-- STUDY MATERIAL follows --

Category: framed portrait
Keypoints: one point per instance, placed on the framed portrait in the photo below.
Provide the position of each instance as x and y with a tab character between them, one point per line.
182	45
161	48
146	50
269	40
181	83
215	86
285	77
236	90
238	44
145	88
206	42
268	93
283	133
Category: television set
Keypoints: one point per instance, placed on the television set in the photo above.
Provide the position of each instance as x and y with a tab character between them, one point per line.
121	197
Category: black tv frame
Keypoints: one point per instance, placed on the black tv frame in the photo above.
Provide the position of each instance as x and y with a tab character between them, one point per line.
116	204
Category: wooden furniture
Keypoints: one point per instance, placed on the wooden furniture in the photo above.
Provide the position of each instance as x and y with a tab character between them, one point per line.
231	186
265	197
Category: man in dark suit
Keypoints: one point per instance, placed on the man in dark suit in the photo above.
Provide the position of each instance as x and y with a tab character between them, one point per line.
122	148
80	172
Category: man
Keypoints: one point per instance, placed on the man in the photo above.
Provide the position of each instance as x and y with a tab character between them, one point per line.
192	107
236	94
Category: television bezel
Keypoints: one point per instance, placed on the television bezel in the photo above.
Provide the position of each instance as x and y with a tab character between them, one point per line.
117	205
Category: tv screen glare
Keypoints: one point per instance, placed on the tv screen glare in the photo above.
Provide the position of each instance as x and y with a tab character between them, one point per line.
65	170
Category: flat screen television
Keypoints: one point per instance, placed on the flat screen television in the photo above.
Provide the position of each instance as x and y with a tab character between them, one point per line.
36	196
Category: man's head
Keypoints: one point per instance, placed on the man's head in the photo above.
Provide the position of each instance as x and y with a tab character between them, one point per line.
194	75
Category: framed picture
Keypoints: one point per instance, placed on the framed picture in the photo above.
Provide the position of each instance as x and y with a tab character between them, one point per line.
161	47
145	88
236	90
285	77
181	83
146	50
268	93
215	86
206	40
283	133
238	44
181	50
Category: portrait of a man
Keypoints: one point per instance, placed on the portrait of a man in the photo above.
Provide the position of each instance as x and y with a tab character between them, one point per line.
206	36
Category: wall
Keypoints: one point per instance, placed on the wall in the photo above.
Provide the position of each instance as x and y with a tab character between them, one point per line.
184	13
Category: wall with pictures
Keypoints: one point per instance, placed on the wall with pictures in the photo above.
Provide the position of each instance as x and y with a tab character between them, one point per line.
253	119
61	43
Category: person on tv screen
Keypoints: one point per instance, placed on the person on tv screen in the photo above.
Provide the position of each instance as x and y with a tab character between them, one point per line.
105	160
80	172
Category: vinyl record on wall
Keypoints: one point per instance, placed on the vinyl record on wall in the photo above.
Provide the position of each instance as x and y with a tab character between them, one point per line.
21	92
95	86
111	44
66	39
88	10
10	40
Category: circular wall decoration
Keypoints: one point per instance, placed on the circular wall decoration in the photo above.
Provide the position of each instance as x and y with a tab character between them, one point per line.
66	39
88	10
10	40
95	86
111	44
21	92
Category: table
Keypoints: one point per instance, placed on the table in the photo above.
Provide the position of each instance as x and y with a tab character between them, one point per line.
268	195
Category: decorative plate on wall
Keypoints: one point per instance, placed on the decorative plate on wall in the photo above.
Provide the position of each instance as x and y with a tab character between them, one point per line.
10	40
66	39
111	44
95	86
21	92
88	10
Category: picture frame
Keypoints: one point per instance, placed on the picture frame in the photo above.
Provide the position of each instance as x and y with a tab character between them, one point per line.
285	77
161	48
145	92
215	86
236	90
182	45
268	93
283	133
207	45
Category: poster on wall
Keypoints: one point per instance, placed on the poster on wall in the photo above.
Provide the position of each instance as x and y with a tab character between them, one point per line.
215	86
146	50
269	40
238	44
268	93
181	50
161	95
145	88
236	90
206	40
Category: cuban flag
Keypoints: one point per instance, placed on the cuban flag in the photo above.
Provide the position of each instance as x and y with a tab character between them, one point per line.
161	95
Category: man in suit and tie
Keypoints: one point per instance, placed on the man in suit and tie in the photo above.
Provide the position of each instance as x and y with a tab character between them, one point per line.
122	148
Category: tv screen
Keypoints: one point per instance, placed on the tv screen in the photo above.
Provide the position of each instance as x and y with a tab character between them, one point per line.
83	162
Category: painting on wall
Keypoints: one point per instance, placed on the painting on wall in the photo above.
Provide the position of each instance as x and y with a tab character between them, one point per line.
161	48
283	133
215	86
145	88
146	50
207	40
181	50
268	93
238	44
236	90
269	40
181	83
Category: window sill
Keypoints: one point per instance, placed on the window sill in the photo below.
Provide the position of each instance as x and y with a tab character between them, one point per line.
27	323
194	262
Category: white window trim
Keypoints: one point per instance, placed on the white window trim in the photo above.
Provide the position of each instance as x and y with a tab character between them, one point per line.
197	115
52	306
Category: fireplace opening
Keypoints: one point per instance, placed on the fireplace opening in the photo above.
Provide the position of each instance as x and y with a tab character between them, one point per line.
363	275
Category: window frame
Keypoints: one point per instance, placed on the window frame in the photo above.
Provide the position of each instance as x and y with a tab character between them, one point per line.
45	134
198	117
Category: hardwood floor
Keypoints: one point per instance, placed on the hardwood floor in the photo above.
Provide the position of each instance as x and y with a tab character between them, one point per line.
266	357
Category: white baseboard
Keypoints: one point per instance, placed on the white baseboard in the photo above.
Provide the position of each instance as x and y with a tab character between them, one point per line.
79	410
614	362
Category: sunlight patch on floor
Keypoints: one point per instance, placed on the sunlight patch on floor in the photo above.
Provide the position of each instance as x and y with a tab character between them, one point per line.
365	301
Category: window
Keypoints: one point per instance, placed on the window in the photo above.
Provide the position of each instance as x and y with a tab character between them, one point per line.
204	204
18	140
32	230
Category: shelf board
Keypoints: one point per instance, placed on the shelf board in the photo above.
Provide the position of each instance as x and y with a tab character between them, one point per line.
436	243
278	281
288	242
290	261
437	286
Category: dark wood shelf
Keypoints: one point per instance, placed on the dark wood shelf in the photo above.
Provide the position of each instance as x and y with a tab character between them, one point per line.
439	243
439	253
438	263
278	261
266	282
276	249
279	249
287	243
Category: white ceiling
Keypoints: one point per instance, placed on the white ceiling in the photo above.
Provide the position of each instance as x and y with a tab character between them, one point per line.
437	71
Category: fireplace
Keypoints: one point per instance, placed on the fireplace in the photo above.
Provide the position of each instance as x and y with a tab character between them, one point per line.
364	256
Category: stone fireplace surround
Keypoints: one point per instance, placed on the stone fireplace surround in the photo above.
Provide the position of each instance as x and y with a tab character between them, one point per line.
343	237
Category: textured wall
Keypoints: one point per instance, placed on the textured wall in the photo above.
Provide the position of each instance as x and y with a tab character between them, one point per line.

-- STUDY MATERIAL concluded --

* TASK INSTRUCTIONS *
Write each line above out exactly.

* TASK OUTPUT *
Category: framed portrait
Keypoints: one point per instance, placed on the framed portrait in the photo below.
Provide the position of each instance as x and y with a tab character between them, one point per line.
182	45
161	48
146	50
269	40
181	83
215	86
285	77
236	90
238	44
145	88
206	42
268	93
283	133
Category: television set
Keypoints: one point per instance, placed on the television set in the photo above.
Provide the position of each instance as x and y with a tab character between them, one point per line.
121	197
Category: black tv frame
Keypoints: one point per instance, placed on the black tv frame in the photo above.
Provide the position of each instance as x and y with a tab character between them, one point per line.
116	204
Category: wooden furniture
Keypoints: one point per instance, placed on the wooden furniture in the photo above.
Provide the position of each instance as x and y with a tab character between them, one point per line.
231	186
265	197
Category: man in dark suit
Keypoints: one point per instance, placed on the man in dark suit in the photo above.
Provide the position of each instance as x and y with a tab character between them, one point per line.
122	148
80	172
Category: man
Keypoints: one point per instance, placed on the man in the photo above.
Provide the position of each instance as x and y with a tab character between them, one point per line.
192	107
236	94
Category: television bezel
Keypoints: one point per instance, placed on the television bezel in the photo above.
Provide the position of each instance as x and y with a tab character between them, one point per line.
117	205
Category: tv screen glare
Keypoints: one point per instance, placed on the tv screen glare in the photo above.
Provide the position of each instance as x and y with a tab character between them, one point per line.
65	170
Category: flat screen television
Keypoints: one point per instance, placed on the flat screen television in the photo above.
Provide the position of each instance as x and y with a tab character between them, one point per line.
36	196
Category: man's head
Keypoints: one point per instance, placed on the man's head in the photo above.
Provide the position of each instance as x and y with a tab character between them, one point per line.
194	75
Category: framed picture
Keypoints: one point per instance, placed on the framed picture in the photo above.
Provide the position of each instance as x and y with a tab character between them, one point per line.
161	47
145	88
236	90
285	77
181	83
146	50
268	93
215	86
206	40
283	133
238	44
181	50
Category: portrait of a man
Keypoints: one point per instance, placed on the portrait of a man in the photo above.
Provide the position of each instance as x and y with a tab character between them, one point per line.
206	36
Category: wall
Keypoints: one point per instance, placed on the wall in the photo above.
Provide the position of each instance as x and y with a tab character between them, one point per line.
184	13
Category: wall with pictures
Keypoints: one point per instance, placed on the wall with pictures in the photo above.
Provide the position of each instance as x and y with a tab character between them, one point per line.
253	119
61	43
Category: person on tv screen
Keypoints: one point per instance, placed on the person on tv screen in the photo above.
Provide the position of each instance as x and y with a tab character between them, one point per line.
105	160
80	172
Category: vinyl record on wall
Keypoints: one point per instance, placed on the vinyl record on wall in the photo above.
Provide the position of each instance as x and y with a tab character between them, one point per line.
21	92
95	86
111	44
66	39
88	10
10	40
Category: circular wall decoration
Keypoints: one point per instance, placed on the circular wall decoration in the photo above.
Provide the position of each instance as x and y with a tab character between them, one point per line.
66	39
88	10
10	40
95	86
111	44
21	92
Category: table
Keypoints: one point per instance, placed on the table in the photo above.
Provide the position of each instance as x and y with a tab character between them, one point per line.
268	195
Category: decorative plate on wall
Keypoints: one point per instance, placed on the decorative plate on wall in the photo above.
Provide the position of each instance as x and y with a tab character between them, one point per line.
10	40
66	39
111	44
95	86
21	92
88	10
Category: picture frame
Keypoints: one point per instance, placed on the picture frame in the photo above.
Provide the position of each instance as x and y with a tab character between them, one point per line.
285	77
161	48
145	92
215	86
236	90
182	45
268	93
283	133
207	45
Category: poster on wall
Keypoints: one point per instance, placed on the poster on wall in the photo above.
Provide the position of each instance as x and y with a tab character between them, one point per line.
215	86
146	50
269	40
238	44
268	93
181	50
161	95
145	88
236	90
206	40
Category: cuban flag
Keypoints: one point per instance, placed on the cuban flag in the photo above.
Provide the position of each instance as x and y with a tab character between them, one point per line.
161	95
Category: man in suit and tie
Keypoints: one point per instance, placed on the man in suit and tie in the photo above.
Provide the position of each instance as x and y with a tab character between them, one point per line.
122	148
Category: tv screen
Keypoints: one point per instance, placed on the tv screen in the photo above.
Provide the position of each instance as x and y with a tab character between them, one point per line.
83	162
Category: painting on wall
Keypoints: one point per instance, placed on the painting on wall in the photo above.
Provide the position of each instance as x and y with a tab character between them, one point per line.
161	48
283	133
215	86
145	88
146	50
207	40
181	50
268	93
238	44
236	90
269	40
181	83
Category: window sill
Keypoints: one point per instance, placed on the window sill in the photo below.
Provide the position of each instance as x and y with a tab character between them, one point per line.
27	323
194	262
Category: white window trim
Keypoints: one point per instance, placed on the white window trim in the photo above.
Provide the position of each instance as x and y with a tab character between them, one point per line.
197	115
52	306
Category: fireplace opening
Keypoints: one point per instance, placed on the fireplace opening in the photo above.
Provide the position of each instance as x and y with a tab character between them, one point per line.
363	275
Category: window frame
Keypoints: one point per instance, placed on the window frame in the photo above.
Provide the position of each instance as x and y with a tab character between them, one point per line.
45	134
198	117
Category: hardwood floor
Keypoints: one point per instance, placed on the hardwood floor in the photo above.
Provide the position of each instance as x and y with a tab character between them, one point per line.
266	357
Category: white baseboard
Keypoints: one point per instance, placed on the white baseboard in the photo above.
Provide the position of each instance as x and y with a tab character between them, one point per line.
79	410
614	362
Category: sunlight patch on floor
Keypoints: one point per instance, placed on the sunlight patch on floor in the photo above.
Provide the position of each instance as x and y with a tab character between them, one point per line.
365	301
Category: window
Keypoints: one point per instance, placed on the window in the photo above.
Provide the position of each instance as x and y with a tab character between them, one point per line.
204	204
18	140
32	230
Category: shelf board
Keypoints: one point per instance, placed on the shelf board in the photo above.
Provide the position of each instance as x and y with a tab character between them, one point per line.
436	243
278	281
288	242
290	261
437	286
Category: dark wood shelf
Keypoints: one point per instance, placed on the dark wood shelf in the photo above.
Provide the position of each instance as x and y with a tab character between them, one point per line.
439	243
439	253
438	263
278	261
266	282
276	249
279	249
287	243
Category: white ceiling
Keypoints: one point per instance, placed on the white ceiling in the photo above.
Provide the position of each instance as x and y with a tab character between them, one point per line.
437	71
Category: fireplace
Keypoints: one point per instance, placed on the fireplace in the photo above.
Provide the position of each instance as x and y with a tab character between them, one point per line.
364	256
Category: stone fireplace surround
Keypoints: one point per instance, placed on the stone fireplace surround in the photo above.
Provide the position of each instance as x and y with a tab character between them, one point per line.
343	237
Category: textured wall
Keypoints: one point per instance, placed on the textured wall in the photo above.
Provide the position of each instance as x and y with a tab character between them, one point per line.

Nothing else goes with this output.